-- Begin --

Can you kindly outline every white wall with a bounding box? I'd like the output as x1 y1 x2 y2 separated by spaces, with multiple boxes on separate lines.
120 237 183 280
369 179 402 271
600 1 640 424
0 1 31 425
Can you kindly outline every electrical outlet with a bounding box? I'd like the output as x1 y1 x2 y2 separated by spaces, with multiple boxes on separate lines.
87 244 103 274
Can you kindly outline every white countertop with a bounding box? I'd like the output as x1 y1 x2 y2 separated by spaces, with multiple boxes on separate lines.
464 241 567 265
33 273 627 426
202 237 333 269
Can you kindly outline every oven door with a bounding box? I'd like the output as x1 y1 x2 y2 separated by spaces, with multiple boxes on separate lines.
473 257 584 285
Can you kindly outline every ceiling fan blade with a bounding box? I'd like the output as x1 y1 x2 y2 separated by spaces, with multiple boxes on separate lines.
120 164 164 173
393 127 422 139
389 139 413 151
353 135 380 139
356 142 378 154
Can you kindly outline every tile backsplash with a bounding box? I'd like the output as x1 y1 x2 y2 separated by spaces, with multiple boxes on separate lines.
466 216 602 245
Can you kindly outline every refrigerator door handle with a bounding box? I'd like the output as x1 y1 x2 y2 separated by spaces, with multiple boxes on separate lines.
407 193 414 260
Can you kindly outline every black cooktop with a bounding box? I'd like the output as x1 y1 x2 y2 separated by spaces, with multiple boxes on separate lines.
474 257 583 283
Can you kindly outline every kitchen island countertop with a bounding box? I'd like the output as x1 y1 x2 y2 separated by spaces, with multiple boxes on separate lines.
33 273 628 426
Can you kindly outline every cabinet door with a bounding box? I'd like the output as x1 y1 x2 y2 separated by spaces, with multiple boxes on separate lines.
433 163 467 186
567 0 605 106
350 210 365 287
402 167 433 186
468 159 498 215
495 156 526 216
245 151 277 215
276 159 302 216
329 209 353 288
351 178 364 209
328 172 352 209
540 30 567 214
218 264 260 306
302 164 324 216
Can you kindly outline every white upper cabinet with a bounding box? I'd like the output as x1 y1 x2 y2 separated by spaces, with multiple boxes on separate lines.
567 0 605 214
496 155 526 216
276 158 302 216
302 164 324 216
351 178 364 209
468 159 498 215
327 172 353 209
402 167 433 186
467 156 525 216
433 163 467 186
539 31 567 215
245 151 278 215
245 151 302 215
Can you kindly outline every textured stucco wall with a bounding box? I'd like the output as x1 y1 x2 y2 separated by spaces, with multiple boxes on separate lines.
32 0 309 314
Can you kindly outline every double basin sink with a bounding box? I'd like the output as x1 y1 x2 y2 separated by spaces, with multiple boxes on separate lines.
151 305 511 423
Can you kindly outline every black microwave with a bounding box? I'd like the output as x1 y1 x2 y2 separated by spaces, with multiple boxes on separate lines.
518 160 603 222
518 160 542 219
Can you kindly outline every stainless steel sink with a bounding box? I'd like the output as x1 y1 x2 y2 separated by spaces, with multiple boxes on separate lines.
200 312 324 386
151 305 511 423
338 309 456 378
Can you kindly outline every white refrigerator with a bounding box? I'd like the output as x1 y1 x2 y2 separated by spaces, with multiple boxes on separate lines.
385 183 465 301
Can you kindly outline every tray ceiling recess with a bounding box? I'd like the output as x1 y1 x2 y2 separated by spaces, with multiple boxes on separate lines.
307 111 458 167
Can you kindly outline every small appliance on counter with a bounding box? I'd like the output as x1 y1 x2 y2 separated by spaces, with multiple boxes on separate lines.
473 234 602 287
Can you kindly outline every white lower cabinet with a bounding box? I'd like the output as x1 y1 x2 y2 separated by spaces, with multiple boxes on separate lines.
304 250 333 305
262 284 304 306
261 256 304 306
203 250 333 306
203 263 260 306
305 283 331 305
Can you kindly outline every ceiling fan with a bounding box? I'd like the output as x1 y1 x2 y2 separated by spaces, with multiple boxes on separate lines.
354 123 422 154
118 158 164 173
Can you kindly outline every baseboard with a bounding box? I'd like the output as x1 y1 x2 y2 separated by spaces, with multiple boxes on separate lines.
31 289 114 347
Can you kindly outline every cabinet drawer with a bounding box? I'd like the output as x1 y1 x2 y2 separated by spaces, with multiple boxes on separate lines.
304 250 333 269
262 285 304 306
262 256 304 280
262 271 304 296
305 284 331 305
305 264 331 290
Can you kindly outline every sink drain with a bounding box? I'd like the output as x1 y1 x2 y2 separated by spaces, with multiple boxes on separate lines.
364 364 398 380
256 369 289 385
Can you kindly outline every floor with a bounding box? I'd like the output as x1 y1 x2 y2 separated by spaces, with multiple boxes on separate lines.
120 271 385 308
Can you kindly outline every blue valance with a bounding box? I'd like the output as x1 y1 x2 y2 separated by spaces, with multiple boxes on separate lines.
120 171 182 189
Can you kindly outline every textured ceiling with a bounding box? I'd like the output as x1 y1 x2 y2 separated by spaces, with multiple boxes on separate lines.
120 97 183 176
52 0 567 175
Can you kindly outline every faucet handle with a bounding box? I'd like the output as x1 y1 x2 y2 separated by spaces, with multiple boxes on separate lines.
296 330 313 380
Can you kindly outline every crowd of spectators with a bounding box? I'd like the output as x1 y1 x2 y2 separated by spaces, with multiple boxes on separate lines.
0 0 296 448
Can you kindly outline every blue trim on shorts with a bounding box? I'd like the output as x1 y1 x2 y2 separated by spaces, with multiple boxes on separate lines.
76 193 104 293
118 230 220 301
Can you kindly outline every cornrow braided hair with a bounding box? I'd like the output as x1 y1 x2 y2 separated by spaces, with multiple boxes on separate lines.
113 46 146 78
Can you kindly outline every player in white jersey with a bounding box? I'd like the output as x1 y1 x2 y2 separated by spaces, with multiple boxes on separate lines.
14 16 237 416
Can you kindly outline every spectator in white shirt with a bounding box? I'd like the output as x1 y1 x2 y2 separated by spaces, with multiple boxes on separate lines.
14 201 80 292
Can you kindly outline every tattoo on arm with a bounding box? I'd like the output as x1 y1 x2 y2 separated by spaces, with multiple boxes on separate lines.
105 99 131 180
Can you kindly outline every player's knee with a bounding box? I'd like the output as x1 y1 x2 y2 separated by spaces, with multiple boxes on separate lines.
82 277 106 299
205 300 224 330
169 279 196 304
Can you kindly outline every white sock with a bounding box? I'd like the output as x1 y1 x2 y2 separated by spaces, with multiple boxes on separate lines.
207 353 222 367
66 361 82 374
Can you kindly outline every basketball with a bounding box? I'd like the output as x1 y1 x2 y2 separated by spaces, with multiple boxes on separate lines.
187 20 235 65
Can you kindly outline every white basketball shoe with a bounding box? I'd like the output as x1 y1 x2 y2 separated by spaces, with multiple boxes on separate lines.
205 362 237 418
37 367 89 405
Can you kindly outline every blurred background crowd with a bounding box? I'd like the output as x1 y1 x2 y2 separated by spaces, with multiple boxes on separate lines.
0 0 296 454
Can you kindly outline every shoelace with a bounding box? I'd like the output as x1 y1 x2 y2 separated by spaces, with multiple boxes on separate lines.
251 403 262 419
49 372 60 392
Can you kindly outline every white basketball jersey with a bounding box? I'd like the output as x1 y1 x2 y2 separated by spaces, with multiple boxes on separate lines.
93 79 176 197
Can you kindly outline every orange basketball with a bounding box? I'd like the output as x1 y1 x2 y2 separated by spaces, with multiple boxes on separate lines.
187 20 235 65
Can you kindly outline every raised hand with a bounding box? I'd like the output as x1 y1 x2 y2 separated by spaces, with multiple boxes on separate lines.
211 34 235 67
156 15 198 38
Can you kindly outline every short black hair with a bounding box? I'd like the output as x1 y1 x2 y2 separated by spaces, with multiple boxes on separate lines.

-- End --

**GOAL**
Recast every line of the entries above as a Markdown table with two columns, Nr for the row number and Line for the text. Leave out blank lines.

**FINAL RESULT**
| Nr | Line |
|---|---|
| 1 | Can you kindly outline every white wall with a bounding box? I'd like the output as x1 y1 x2 y2 separated by spaces, with multiple boxes on separate lines. |
| 2 | 120 237 183 280 |
| 3 | 369 179 402 271 |
| 4 | 600 1 640 424 |
| 5 | 0 1 31 425 |
| 6 | Can you kindly outline every electrical outlet with a bounding box? I'd like the output as x1 y1 x2 y2 separated by spaces, with multiple boxes on separate lines. |
| 7 | 87 244 103 274 |
| 8 | Can you kindly outline every white countertop with a bounding box? I'd like the output as x1 y1 x2 y2 separated by spaces, with multiple boxes on separate lines. |
| 9 | 464 241 567 265 |
| 10 | 33 273 627 426 |
| 11 | 202 237 333 269 |
| 12 | Can you kindly outline every oven door with a bounding box? I'd like the output as x1 y1 x2 y2 separated by spaces, with multiple boxes on separate lines. |
| 13 | 473 257 584 285 |
| 14 | Can you kindly outline every ceiling fan blade with a bounding box? I'd like the output as x1 y1 x2 y2 separated by spaces, with multiple boxes on separate lines. |
| 15 | 120 164 164 173 |
| 16 | 393 127 422 139 |
| 17 | 389 139 413 151 |
| 18 | 353 135 380 139 |
| 19 | 356 142 378 154 |
| 20 | Can you kindly outline every tile backsplash with a bounding box? I'd like the output as x1 y1 x2 y2 separated by spaces, with multiple boxes on separate lines. |
| 21 | 466 216 602 245 |
| 22 | Can you kindly outline every refrigerator door handle with a bounding box? I'd like the output as x1 y1 x2 y2 separated by spaces, with multiple boxes on separate lines. |
| 23 | 407 193 414 260 |
| 24 | Can you kindly outline every black cooktop with a bounding box? I'd like the output as x1 y1 x2 y2 separated by spaces, with multiple boxes on separate lines. |
| 25 | 474 257 583 283 |
| 26 | Can you kindly outline every kitchen island countertop with a bounding box? I'd like the output as x1 y1 x2 y2 separated by spaces, with multiple boxes on separate lines. |
| 27 | 33 273 628 426 |
| 28 | Can you kindly outline every cabinet door with a bounding box? I'd like the output as x1 y1 x2 y2 separated by spaces, with multiple boxes on separate lines. |
| 29 | 433 163 467 186 |
| 30 | 567 0 605 106 |
| 31 | 350 210 365 287 |
| 32 | 402 167 433 186 |
| 33 | 468 159 498 215 |
| 34 | 495 156 526 216 |
| 35 | 245 151 277 215 |
| 36 | 276 159 302 216 |
| 37 | 329 209 353 288 |
| 38 | 351 178 364 209 |
| 39 | 328 172 352 209 |
| 40 | 540 30 567 214 |
| 41 | 218 264 260 306 |
| 42 | 302 164 324 216 |
| 43 | Can you kindly outline every white upper cabinet with a bounding box? I'd like the output as x1 y1 x2 y2 separated by spaces, with multiple boxes on separate lines. |
| 44 | 567 0 605 214 |
| 45 | 496 155 526 216 |
| 46 | 276 158 302 216 |
| 47 | 302 164 324 216 |
| 48 | 351 178 364 209 |
| 49 | 468 159 498 215 |
| 50 | 327 172 353 209 |
| 51 | 402 167 433 186 |
| 52 | 467 156 525 216 |
| 53 | 433 163 467 186 |
| 54 | 539 31 567 215 |
| 55 | 245 151 278 215 |
| 56 | 245 151 302 215 |
| 57 | Can you kindly outline every textured stucco wall with a bounding box? I'd like the output as x1 y1 x2 y2 separated by spaces, with multiple boxes on separate lines. |
| 58 | 32 0 309 314 |
| 59 | Can you kindly outline every double basin sink with a bounding box? I'd like the output as x1 y1 x2 y2 separated by spaces, with multiple boxes on separate lines. |
| 60 | 151 305 511 423 |
| 61 | Can you kindly outline every black microwave with a bounding box? I'd like the output as x1 y1 x2 y2 separated by spaces, with multiple boxes on separate lines. |
| 62 | 518 160 603 222 |
| 63 | 518 160 542 219 |
| 64 | Can you kindly outline every stainless steel sink with a bounding box? I'd like the output as x1 y1 x2 y2 separated by spaces, with multiple boxes on separate lines. |
| 65 | 200 312 324 386 |
| 66 | 151 305 511 423 |
| 67 | 338 309 456 378 |
| 68 | Can you kindly outline every white refrigerator with a bounding box? I'd like the output as x1 y1 x2 y2 separated by spaces, with multiple boxes on separate lines. |
| 69 | 385 183 465 301 |
| 70 | Can you kindly outline every tray ceiling recess with a bounding box? I'd like the output as x1 y1 x2 y2 separated by spaces, with multiple boxes on separate lines. |
| 71 | 307 111 458 167 |
| 72 | Can you kindly outline every small appliance on counter with a bounding box? I'd like the output as x1 y1 x2 y2 separated by spaces, with multiple boxes on separate lines. |
| 73 | 473 234 602 287 |
| 74 | Can you kindly outline every white lower cabinet with a bounding box? I'd like the output as x1 y1 x2 y2 separated by spaces, with multiple boxes on separate lines. |
| 75 | 304 250 333 305 |
| 76 | 262 284 304 306 |
| 77 | 261 256 304 306 |
| 78 | 203 250 333 306 |
| 79 | 203 263 260 306 |
| 80 | 305 283 331 305 |
| 81 | Can you kindly outline every ceiling fan with a bounding box? I'd like the output as x1 y1 x2 y2 separated by spaces, with multiple boxes on separate lines. |
| 82 | 354 123 422 154 |
| 83 | 118 158 164 173 |
| 84 | Can you kindly outline every baseboard with a bounding box? I'd like the output as x1 y1 x2 y2 separated by spaces, with multiple boxes on separate lines. |
| 85 | 31 289 114 347 |
| 86 | Can you kindly outline every cabinet drawer with a bounding box? I'd like the output as x1 y1 x2 y2 separated by spaces, with multiple boxes on separate lines. |
| 87 | 304 250 333 269 |
| 88 | 262 285 304 306 |
| 89 | 262 256 304 280 |
| 90 | 262 271 304 296 |
| 91 | 305 284 331 305 |
| 92 | 305 264 331 290 |
| 93 | Can you kindly outline every sink drain with a bounding box? I'd like the output as x1 y1 x2 y2 separated by spaces, with multiple boxes on separate lines. |
| 94 | 364 364 398 380 |
| 95 | 256 369 289 385 |
| 96 | Can you kindly outline every floor with a bounding box? I'd like the output as x1 y1 x2 y2 separated by spaces, with multiple boxes on separate lines. |
| 97 | 120 271 385 308 |
| 98 | Can you kindly outline every blue valance with a bounding box? I'd like the output as x1 y1 x2 y2 separated by spaces, with multiple boxes on separate lines. |
| 99 | 120 171 182 189 |
| 100 | Can you kindly outline every textured ceiling with a bounding box? I'd like the output as x1 y1 x2 y2 separated by spaces, with multiple boxes on separate lines. |
| 101 | 120 97 183 176 |
| 102 | 52 0 567 175 |
| 103 | Can you kindly outline every faucet handle with a bounding box? I'd like the output as x1 y1 x2 y2 separated by spaces, with multiple boxes on separate lines. |
| 104 | 296 330 313 380 |
| 105 | Can you kindly outline every crowd of spectators with a bounding box? I'd like the output as x1 y1 x2 y2 separated by spaces, with multiple boxes on separate lines. |
| 106 | 0 0 296 448 |
| 107 | Can you kindly outline every blue trim on shorts with a bounding box? I'd like the output as x1 y1 x2 y2 separated by spaces, with multiple boxes on separate lines. |
| 108 | 76 193 104 293 |
| 109 | 118 230 220 301 |
| 110 | Can you kindly outline every cornrow braided hair with a bounding box? I'd like the output as x1 y1 x2 y2 separated by spaces, with multiple boxes on separate lines. |
| 111 | 113 46 146 78 |
| 112 | Can you kindly outline every player in white jersey with a bounding box? I'd like the output as x1 y1 x2 y2 separated by spaces, with multiple boxes on separate lines. |
| 113 | 14 16 237 416 |
| 114 | Can you kindly outline every spectator in white shirt with a bounding box? I'd like the output as x1 y1 x2 y2 separated by spaces, with multiple boxes on separate lines. |
| 115 | 14 201 80 292 |
| 116 | Can you kindly outline every tattoo on arm with a bounding box? I'd like the output as x1 y1 x2 y2 separated by spaces, with multiple boxes on separate lines. |
| 117 | 105 99 131 180 |
| 118 | Can you kindly outline every player's knee with a bounding box? I'd like the output as x1 y1 x2 y2 separated by spaces, with multiple boxes on separate lines. |
| 119 | 82 277 106 299 |
| 120 | 205 300 224 330 |
| 121 | 169 279 196 304 |
| 122 | Can you kindly outline every white sock with a bounding box? I'd like the output as x1 y1 x2 y2 separated by spaces, with multiple boxes on separate lines. |
| 123 | 207 353 222 367 |
| 124 | 66 361 82 374 |
| 125 | Can you kindly outline every basketball with a bounding box? I'd like the output as x1 y1 x2 y2 separated by spaces, with multiple boxes on separate lines. |
| 126 | 187 20 235 65 |
| 127 | Can you kindly outline every white basketball shoe with a bounding box? I'd like the output as x1 y1 x2 y2 separated by spaces, with multiple boxes on separate lines. |
| 128 | 205 362 237 418 |
| 129 | 37 367 89 405 |
| 130 | Can you kindly outline every blurred background crowd with a bounding box? I'd like the output as x1 y1 x2 y2 separated by spaces, with multiple boxes on separate lines. |
| 131 | 0 0 296 454 |
| 132 | Can you kindly outline every shoelace with a bounding box? I'd like the output as x1 y1 x2 y2 separated by spaces, with multiple boxes on separate lines. |
| 133 | 251 403 262 419 |
| 134 | 49 372 60 392 |
| 135 | Can you kindly outline every white basketball jersey with a bounding box? I'd like the output as x1 y1 x2 y2 separated by spaces, with multiple boxes on separate lines. |
| 136 | 93 79 176 197 |
| 137 | Can you kindly outline every orange basketball with a bounding box? I'd like the output as x1 y1 x2 y2 separated by spaces, with multiple boxes on separate lines. |
| 138 | 187 20 235 65 |
| 139 | Can you kindly outline every raised hand with a bounding box? I'd like the output as x1 y1 x2 y2 separated by spaces, with multiple boxes on separate lines. |
| 140 | 211 34 235 67 |
| 141 | 156 15 198 38 |
| 142 | Can you kindly outline every short black hair with a bounding box? I'd like the output as x1 y1 x2 y2 separated by spaces, with multiple boxes on separate lines. |